Alle contrapposizioni fra natura e cultura, o materia e spirito, propongo di sostituire la contrapposizione anima/automa, che si distingue per il fatto che la prima è soggetta in linea di principio a un processo irreversibile di interruzione delle funzioni vitali, cui cerca di rispondere con il metabolismo, mentre il meccanismo sopporta senza difficoltà processi di accensione e spegnimento, e in taluni casi è programmato proprio a tal fine. Il problema mente/corpo è dunque la semplice copertura del problema automa/anima. La differenza e la complementarità tra mente e corpo non sono niente più che una trasposizione in termini ontologici di un problema funzionale, che riguarda i diversi modi d’essere di un meccanismo e di un organismo: la reversibilità del primo e l’irreversibilità del secondo.

Anima

L’anima esprime questa situazione molto meglio che la pomposa definizione di “intenzionalità”. L’anima è l’espressione di un organismo che come tale non ha fine fuori di sé, essendo un fine in sé (nozione che d’altra parte è tutt’altro che ovvia: avere per fine se stessi è avere un fine o avere una fine?). Ogni organismo è un’anima. Il che non è ilozoismo, dal momento che ci sono parti enormi di materia che non sono viventi, e che condividono in più casi le medesime caratteristiche degli apparati tecnici.

La libertà dell’anima rispetto all’automa consiste nel fatto che, nel corso del processo metabolico, il corpo vivente mantiene l’essenziale della propria forma. Ma non ci vuole molto per capire che questa libertà è molto meno caratteristica e determinante di quanto non lo sia la necessità. Non vedremo mai un automa vendersi per un pezzo di pane o dare in smanie nel corso di una crisi di astinenza. Gli automi non si annoiano, non hanno paura, non hanno desideri, e nemmeno volontà di potenza. Questa atarassia apparentemente virtuosa deriva solo dal fatto che l’automa sente la pressione del tempo e del bisogno in un modo ben più tenue di quanto non avvenga a un organismo. E questo semplicemente perché l’organismo ha come unico fine sé stesso, ossia la propria sopravvivenza.

L’anima è l’irrazionale per eccellenza, dal momento che non possiede una ragione interna, è senza perché, come la rosa di Angelo Silesio. L’unica funzione dell’anima, il suo principio di ragione, è la sopravvivenza, e in ultima istanza la morte. Dunque non ha nulla di razionale. L’automa è profondamente razionale, ha una finalità esplicita, risponde a dei bisogni. Ma questi bisogni sono dettati dagli organismi, dunque non possiedono alcuna razionalità ultima.

**Esercizio proposto 1**
Indica se ciascuna delle seguenti affermazioni concorda con il brano su anima e automa, rispondendo sì o no e citando alla lettera le parole del brano che lo stabiliscono: (a) gli automi non si annoiano e non hanno paura; (b) l'automa è profondamente irrazionale; (c) ogni organismo è un'anima.
Il brano e l'elenco provengono da fonti diverse.

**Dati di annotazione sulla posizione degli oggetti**

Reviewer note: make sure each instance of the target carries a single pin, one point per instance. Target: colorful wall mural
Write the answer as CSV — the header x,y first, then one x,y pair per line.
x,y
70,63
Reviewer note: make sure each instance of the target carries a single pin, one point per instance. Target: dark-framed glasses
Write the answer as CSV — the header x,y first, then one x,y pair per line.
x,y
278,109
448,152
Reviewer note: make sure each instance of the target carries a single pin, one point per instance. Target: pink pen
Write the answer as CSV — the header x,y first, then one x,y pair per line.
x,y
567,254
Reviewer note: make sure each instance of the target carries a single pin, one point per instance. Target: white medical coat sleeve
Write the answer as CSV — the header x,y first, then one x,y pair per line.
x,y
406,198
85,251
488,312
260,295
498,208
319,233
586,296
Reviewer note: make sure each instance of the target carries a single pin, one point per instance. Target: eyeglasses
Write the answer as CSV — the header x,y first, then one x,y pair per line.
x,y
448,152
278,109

**Esercizio proposto 2**
Riproduci fedelmente il tratto dell'elenco che va dalla riga contenente "instance. Target: eyeglasses" fino alla fine dell'elenco, estremi compresi.

**Soluzione completa 1**
(a) Sì: «Gli automi non si annoiano, non hanno paura, non hanno desideri, e nemmeno volontà di potenza.»
(b) No: «L’automa è profondamente razionale, ha una finalità esplicita, risponde a dei bisogni.»
(c) Sì: «Ogni organismo è un’anima.»

**Soluzione completa 2**
Reviewer note: make sure each instance of the target carries a single pin, one point per instance. Target: eyeglasses
Write the answer as CSV — the header x,y first, then one x,y pair per line.
x,y
448,152
278,109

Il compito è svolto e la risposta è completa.